ABOUT THIS TASK:
Repeat each entry below exactly as it stands.

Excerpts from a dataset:
═══
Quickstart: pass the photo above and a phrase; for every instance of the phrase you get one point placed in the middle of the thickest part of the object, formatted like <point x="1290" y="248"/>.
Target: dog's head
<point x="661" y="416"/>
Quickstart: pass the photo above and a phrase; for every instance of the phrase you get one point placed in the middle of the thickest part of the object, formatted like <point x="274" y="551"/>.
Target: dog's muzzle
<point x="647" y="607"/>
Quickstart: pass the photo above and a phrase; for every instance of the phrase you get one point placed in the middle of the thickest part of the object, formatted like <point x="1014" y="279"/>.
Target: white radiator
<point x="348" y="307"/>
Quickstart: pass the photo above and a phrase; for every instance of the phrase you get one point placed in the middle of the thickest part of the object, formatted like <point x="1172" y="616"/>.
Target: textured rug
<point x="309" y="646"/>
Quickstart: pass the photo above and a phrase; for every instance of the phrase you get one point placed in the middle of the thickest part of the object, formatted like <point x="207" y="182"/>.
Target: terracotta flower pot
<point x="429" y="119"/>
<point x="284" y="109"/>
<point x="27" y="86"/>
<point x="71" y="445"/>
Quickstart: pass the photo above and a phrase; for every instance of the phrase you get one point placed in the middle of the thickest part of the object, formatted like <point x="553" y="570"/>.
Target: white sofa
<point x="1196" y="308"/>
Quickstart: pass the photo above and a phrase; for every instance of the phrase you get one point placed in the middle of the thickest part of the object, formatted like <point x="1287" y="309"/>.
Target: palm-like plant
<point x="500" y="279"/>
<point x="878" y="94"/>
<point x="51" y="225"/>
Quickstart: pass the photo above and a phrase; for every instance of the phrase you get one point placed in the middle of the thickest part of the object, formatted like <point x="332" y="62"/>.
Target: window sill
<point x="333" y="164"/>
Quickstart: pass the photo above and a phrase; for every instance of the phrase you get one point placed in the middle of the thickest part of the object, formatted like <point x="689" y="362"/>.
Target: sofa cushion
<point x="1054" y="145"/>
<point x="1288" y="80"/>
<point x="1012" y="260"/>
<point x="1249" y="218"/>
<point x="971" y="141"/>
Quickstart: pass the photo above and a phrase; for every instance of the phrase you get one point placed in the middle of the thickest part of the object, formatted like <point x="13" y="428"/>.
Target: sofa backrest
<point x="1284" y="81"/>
═══
TASK RESULT:
Quickstart: pass the photo above and a phrase; for every instance of the phrase you get one point placed in the middle of the thickest part of the object, formatted like <point x="1290" y="248"/>.
Target: dog's head
<point x="661" y="416"/>
Quickstart: pass the photo above and a phrase; for every instance of the phrase you get one point placed in the middle of the thickest part of the object, formatted like <point x="274" y="551"/>.
Target: dog's muzzle
<point x="647" y="607"/>
Quickstart: pass the photo above and a phrase; for every instance of the phrase you get one point placed in the middle of the thickest part of the object, formatted like <point x="1014" y="279"/>.
Target: white radiator
<point x="348" y="307"/>
Quickstart: pass the photo above and a phrase; for every instance of the phrase you get one point placed in the middle of the thickest part of the object, formatted like <point x="1172" y="616"/>.
Target: textured rug
<point x="309" y="646"/>
Quickstart: pass the photo above and a phrase; for every instance of the phrase you get one point placed in the middle of the thickest part of the object, formatted like <point x="207" y="182"/>.
Target: terracotta flower pot
<point x="429" y="119"/>
<point x="284" y="109"/>
<point x="27" y="86"/>
<point x="71" y="445"/>
Quickstart: pass the photo above and a phrase; for every instance of the phrase you get one point placed in the middle of the thickest part of the object, formatted like <point x="553" y="570"/>.
Target: white sofa
<point x="1196" y="308"/>
Quickstart: pass the photo above and a phrase; for every instance of the phrase you get one point placed in the middle of the thickest part of the object, formatted like <point x="1287" y="309"/>.
Target: palm-like plant
<point x="500" y="279"/>
<point x="878" y="94"/>
<point x="51" y="225"/>
Quickstart: pass the photo above and a phrase; for every instance of the phrase you get one point placed in the middle of the thickest part of the object, formatted like <point x="332" y="62"/>.
Target: window sill
<point x="333" y="164"/>
Quickstart: pass the photo above and a phrase; for every instance of the phrase you get one point placed in the middle of the thickest part of the object, formatted like <point x="689" y="362"/>.
Target: sofa cushion
<point x="1054" y="145"/>
<point x="1288" y="80"/>
<point x="1012" y="260"/>
<point x="1249" y="218"/>
<point x="971" y="141"/>
Quickstart: pass the photo above and a phrase; for every instance of the phrase you get one point placed in the middle of the thickest part of the object, formatted like <point x="13" y="428"/>.
Target: sofa backrest
<point x="1284" y="81"/>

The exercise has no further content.